**Task requirements**
1) According to the article on international expansion below, how many offices and countries has Robert Walters grown to over the past 25 years?
2) For each statement, say whether the article on international expansion below agrees with it: (a) Giles Daubeney is the CEO of Robert Walters; (b) David Comeau formerly served as President for Asia Pacific at Mondelez International; (c) a shortage of people is described as one of the biggest constraints to growth. Answer yes or no for each, quoting the deciding words.

**Text to read**
****************
An organisation’s ability to expand internationally will depend on the talent and strength of its leadership. Problems occur when boards ignore questions on resource and capability, opting to plough onwards, bewitched by the promise of growth.

Turning away from obvious opportunity is tough, especially in the current economic climate. And yet carrying on regardless has sent plenty of famous retailers and consumer goods companies crashing into the rocks.

The priority for any business, after assessing the size of the prize in a new market, is to look at the human factor and ask: ‘Do we have the people to execute the plan?’

Giles Daubeney, Deputy CEO of recruitment concern Robert Walters, has seen the business grow over the past 25 years from a single office to 54, spread across 26 countries. “It’s no good having someone up on high calling the shots with no knowledge of the local market − you can make grave mistakes that way,” he says.

“The most important thing is to have the right person to do the job. Not having enough people is one of the biggest constraints to growth.”

For large organisations, there needs to be clear decision making between HQ, regional and local operations. David Comeau, Criticaleye Board Mentor and former President for Asia Pacific at Mondelez International, saw the latter company transform from a country-focused set of independent operating units into a category-focused global organisation. “I think a lot of people struggle with this pendulum swing between how centralised or de-centralised a company should be,” he says.
****************
**Material provided**

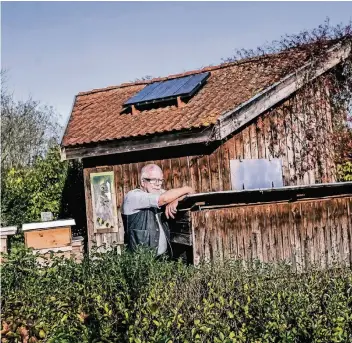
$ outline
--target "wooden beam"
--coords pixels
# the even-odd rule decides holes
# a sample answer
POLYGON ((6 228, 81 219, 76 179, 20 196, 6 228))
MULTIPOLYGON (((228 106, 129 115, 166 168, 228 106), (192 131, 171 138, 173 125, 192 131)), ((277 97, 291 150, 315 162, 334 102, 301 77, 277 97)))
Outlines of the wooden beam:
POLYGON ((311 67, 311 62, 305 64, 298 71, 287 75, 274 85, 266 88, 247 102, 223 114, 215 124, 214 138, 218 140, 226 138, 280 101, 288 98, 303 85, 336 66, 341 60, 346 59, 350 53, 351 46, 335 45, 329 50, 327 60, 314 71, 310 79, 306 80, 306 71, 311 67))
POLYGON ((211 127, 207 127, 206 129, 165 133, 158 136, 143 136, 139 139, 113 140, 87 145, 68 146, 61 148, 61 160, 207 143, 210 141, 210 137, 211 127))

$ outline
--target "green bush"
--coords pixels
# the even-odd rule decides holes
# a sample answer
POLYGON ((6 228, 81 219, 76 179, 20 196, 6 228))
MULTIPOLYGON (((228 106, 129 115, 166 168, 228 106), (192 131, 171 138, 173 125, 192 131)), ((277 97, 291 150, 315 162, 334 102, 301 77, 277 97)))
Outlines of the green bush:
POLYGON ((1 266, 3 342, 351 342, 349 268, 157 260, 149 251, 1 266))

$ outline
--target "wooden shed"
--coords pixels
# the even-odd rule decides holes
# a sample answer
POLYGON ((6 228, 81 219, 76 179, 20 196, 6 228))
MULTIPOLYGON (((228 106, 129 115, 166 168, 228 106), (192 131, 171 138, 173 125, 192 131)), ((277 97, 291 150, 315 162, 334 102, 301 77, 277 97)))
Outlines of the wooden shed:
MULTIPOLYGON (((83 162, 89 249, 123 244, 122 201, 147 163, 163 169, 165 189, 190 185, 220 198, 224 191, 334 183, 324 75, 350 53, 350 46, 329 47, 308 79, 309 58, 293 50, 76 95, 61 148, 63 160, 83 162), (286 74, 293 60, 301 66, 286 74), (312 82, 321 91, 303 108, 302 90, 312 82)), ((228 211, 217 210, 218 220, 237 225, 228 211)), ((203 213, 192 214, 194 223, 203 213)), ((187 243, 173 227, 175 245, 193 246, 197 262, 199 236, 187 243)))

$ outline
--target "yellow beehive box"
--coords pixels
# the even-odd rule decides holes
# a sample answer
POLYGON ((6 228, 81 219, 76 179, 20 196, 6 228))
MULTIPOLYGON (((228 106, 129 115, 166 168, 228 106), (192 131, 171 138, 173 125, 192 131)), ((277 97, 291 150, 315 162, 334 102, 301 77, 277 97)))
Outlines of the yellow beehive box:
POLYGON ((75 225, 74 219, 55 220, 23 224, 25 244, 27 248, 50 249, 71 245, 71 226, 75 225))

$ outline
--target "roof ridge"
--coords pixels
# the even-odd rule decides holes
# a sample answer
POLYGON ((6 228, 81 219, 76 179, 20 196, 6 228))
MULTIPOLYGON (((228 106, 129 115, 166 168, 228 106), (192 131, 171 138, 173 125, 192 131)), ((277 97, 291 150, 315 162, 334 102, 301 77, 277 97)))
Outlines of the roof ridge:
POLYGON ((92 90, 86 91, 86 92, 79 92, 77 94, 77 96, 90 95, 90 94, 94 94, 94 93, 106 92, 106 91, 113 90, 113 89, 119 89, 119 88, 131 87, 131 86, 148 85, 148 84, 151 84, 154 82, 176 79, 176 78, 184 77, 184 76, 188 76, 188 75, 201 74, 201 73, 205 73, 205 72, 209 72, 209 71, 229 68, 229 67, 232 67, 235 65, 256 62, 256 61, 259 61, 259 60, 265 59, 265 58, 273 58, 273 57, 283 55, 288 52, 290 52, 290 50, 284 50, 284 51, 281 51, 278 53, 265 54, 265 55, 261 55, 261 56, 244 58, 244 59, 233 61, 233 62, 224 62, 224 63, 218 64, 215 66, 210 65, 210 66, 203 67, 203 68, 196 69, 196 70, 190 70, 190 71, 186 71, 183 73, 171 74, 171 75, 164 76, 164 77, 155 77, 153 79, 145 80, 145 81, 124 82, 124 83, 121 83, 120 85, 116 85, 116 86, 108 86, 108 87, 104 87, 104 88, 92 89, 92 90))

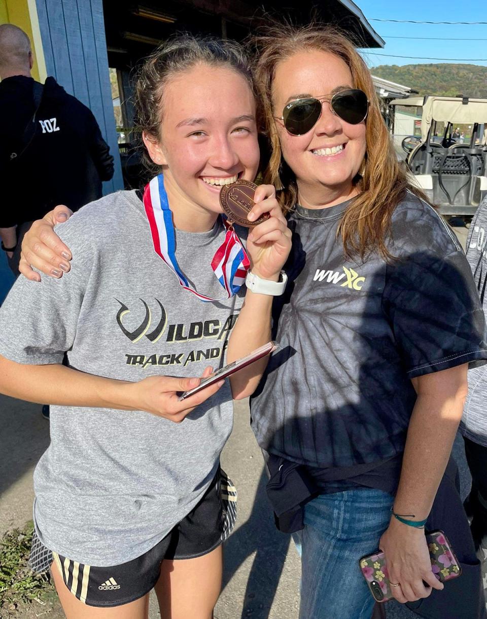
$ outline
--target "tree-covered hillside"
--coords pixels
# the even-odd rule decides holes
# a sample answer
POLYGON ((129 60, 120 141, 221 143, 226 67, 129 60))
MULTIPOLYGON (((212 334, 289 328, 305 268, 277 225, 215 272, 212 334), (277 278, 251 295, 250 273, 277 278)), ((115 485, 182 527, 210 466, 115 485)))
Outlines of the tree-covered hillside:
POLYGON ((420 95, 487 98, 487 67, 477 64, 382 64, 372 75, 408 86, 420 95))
****************
**Responses for each task**
1) It has grown to 54 offices across 26 countries.

2)
(a) No: "Giles Daubeney, Deputy CEO of recruitment concern Robert Walters"
(b) Yes: "former President for Asia Pacific at Mondelez International"
(c) Yes: "Not having enough people is one of the biggest constraints to growth."